* [Required work]:
Convert the lines from the line containing "Mark one point per instance of the blonde" through the line containing "[1049, 808]", both included, into a numbered list with blank lines omitted.

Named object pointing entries
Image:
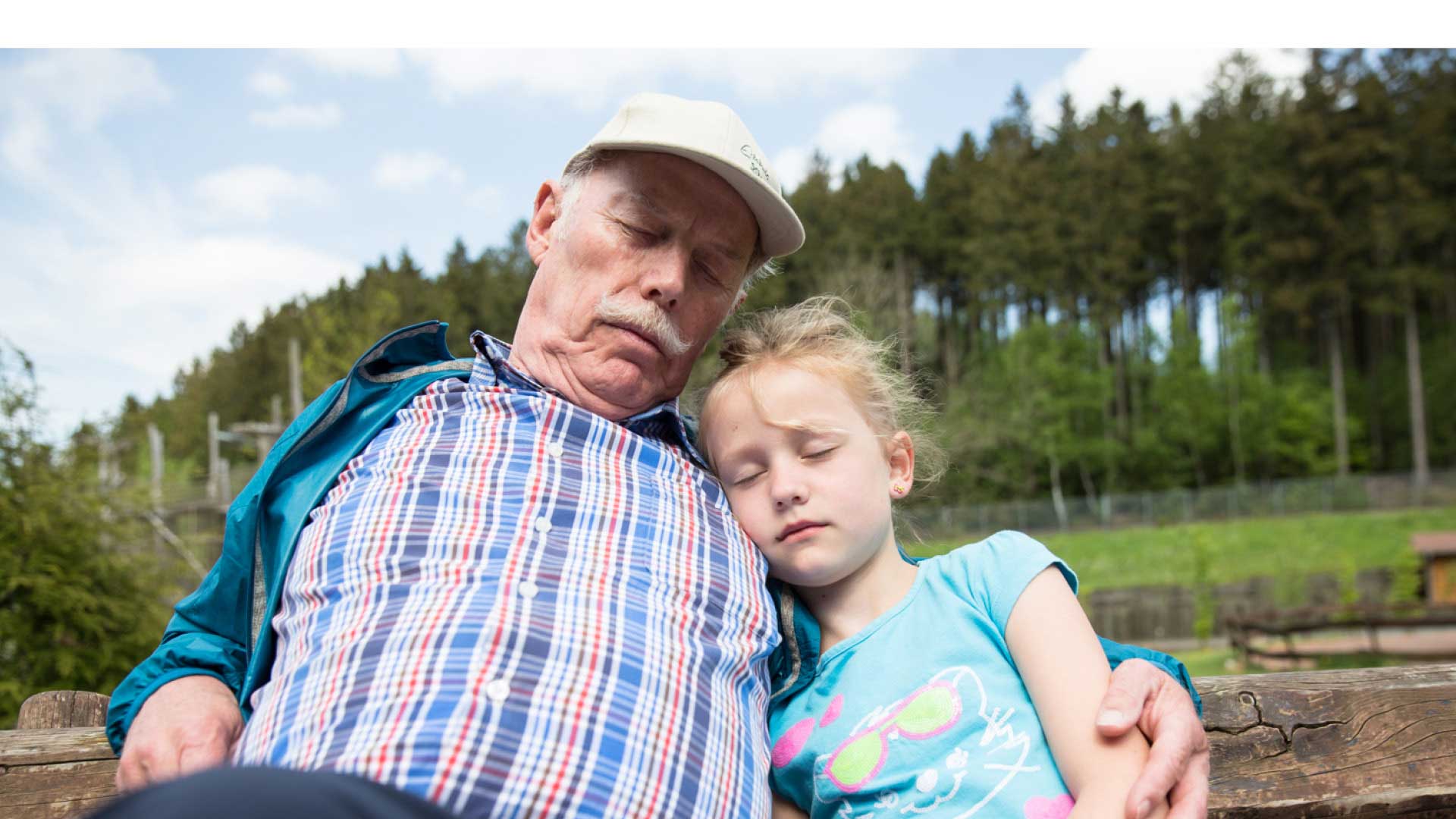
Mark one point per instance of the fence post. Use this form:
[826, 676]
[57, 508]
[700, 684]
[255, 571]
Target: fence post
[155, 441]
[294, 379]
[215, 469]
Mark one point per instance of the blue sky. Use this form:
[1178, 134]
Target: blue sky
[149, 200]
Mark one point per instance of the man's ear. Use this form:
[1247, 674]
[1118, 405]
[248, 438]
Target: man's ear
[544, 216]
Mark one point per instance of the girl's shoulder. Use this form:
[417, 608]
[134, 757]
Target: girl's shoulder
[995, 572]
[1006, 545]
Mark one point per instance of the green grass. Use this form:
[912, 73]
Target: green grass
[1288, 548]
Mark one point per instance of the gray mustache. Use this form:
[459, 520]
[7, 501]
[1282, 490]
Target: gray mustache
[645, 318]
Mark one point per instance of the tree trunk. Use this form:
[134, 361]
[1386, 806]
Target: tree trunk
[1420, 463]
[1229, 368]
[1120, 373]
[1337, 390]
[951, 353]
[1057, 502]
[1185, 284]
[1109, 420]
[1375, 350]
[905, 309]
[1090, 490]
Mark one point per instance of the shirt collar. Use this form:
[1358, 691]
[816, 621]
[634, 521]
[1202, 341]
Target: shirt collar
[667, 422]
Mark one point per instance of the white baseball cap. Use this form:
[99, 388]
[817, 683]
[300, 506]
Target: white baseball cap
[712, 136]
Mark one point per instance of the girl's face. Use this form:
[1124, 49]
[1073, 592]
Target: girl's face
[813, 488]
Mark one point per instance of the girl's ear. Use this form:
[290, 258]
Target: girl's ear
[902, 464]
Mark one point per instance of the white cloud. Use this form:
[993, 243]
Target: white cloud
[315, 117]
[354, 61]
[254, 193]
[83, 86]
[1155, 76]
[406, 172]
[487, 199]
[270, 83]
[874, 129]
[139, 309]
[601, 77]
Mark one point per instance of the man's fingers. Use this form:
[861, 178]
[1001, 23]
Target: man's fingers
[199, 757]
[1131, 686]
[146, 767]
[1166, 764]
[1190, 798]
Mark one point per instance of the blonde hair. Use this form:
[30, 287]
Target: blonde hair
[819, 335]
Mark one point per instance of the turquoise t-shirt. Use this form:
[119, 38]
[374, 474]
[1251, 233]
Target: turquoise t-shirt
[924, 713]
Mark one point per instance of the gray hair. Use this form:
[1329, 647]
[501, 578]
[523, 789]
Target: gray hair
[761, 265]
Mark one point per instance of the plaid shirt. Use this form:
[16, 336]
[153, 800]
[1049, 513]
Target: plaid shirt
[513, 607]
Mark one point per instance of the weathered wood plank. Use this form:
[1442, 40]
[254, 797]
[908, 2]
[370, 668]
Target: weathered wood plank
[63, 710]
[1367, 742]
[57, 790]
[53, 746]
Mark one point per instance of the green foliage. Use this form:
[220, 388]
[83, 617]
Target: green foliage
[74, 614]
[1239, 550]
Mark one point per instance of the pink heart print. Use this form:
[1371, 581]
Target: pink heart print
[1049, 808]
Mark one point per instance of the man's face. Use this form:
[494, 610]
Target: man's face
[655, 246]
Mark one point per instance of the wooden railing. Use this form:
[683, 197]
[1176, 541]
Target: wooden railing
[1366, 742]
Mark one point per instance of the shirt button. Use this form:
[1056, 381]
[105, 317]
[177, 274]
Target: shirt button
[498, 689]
--
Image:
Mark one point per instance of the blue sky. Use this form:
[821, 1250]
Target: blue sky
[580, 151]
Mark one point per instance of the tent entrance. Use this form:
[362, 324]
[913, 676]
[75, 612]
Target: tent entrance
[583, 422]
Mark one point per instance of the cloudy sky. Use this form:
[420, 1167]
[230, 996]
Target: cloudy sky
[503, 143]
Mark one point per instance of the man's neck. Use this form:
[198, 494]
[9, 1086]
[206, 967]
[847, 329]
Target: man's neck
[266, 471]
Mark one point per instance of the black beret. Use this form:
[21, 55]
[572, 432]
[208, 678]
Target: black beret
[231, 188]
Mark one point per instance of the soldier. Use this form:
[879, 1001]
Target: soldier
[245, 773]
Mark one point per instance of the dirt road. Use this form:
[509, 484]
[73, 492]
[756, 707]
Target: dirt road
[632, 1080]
--
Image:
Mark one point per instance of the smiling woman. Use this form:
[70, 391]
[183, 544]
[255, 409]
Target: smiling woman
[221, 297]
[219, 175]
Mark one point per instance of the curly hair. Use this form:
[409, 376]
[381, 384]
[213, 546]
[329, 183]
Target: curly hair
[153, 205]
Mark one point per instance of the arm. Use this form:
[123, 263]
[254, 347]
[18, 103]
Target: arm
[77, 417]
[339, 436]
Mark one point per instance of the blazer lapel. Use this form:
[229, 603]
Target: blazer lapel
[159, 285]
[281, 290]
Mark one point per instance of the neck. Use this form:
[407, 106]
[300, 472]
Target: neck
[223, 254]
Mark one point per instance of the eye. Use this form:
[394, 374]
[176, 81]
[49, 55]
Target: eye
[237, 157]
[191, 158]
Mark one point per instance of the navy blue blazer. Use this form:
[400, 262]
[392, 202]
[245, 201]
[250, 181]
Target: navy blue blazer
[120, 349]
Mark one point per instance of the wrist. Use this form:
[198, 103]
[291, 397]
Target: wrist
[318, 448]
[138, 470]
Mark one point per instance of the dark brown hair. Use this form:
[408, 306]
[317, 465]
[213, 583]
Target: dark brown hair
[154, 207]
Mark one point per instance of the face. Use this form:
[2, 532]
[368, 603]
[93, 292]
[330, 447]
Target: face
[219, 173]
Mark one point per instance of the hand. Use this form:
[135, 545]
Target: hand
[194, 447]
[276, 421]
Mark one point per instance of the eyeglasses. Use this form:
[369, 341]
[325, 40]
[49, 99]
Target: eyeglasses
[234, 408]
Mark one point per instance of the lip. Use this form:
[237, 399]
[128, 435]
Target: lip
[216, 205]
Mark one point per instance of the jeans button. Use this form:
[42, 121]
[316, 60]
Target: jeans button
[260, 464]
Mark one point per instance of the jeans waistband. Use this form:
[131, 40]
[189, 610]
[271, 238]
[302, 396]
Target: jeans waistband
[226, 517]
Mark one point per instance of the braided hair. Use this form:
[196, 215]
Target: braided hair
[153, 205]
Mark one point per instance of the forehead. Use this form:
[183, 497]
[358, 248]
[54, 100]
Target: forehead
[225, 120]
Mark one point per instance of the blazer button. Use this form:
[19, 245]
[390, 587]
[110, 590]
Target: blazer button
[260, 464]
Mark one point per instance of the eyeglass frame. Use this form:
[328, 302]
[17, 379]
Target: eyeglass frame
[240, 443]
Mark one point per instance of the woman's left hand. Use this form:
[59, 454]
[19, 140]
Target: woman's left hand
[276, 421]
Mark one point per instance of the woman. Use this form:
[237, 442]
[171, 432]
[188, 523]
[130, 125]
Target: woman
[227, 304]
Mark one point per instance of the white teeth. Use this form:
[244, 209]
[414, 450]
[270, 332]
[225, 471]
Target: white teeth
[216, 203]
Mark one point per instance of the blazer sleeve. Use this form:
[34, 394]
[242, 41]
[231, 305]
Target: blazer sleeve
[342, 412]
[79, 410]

* [The completed task]:
1. Mark one point per instance of the blonde hair. Use this form:
2. [30, 287]
3. Target: blonde hair
4. [819, 335]
5. Mark one point per instance of the turquoise t-shirt. Use this form:
6. [119, 38]
7. [374, 474]
8. [1251, 233]
9. Target: turquoise t-shirt
10. [924, 713]
11. Mark one point per instance of the gray hair. Use this form:
12. [1329, 647]
13. [501, 578]
14. [523, 789]
15. Target: gray hair
16. [761, 265]
17. Mark one point per instance of the plaid shirt. Use this form:
18. [16, 336]
19. [153, 800]
20. [1049, 513]
21. Target: plaid shirt
22. [513, 607]
23. Mark one point per instance of the weathered wood plank. Use this form:
24. [1442, 40]
25. [254, 797]
26. [908, 2]
27. [370, 668]
28. Target: weathered wood plank
29. [63, 710]
30. [1367, 742]
31. [57, 790]
32. [53, 746]
33. Mark one point per instance of the green foliage. Use this form:
34. [220, 388]
35. [83, 617]
36. Target: green foliage
37. [74, 614]
38. [1239, 550]
39. Mark one point per instance of the pink heart print. Use this form:
40. [1371, 581]
41. Target: pink heart print
42. [1049, 808]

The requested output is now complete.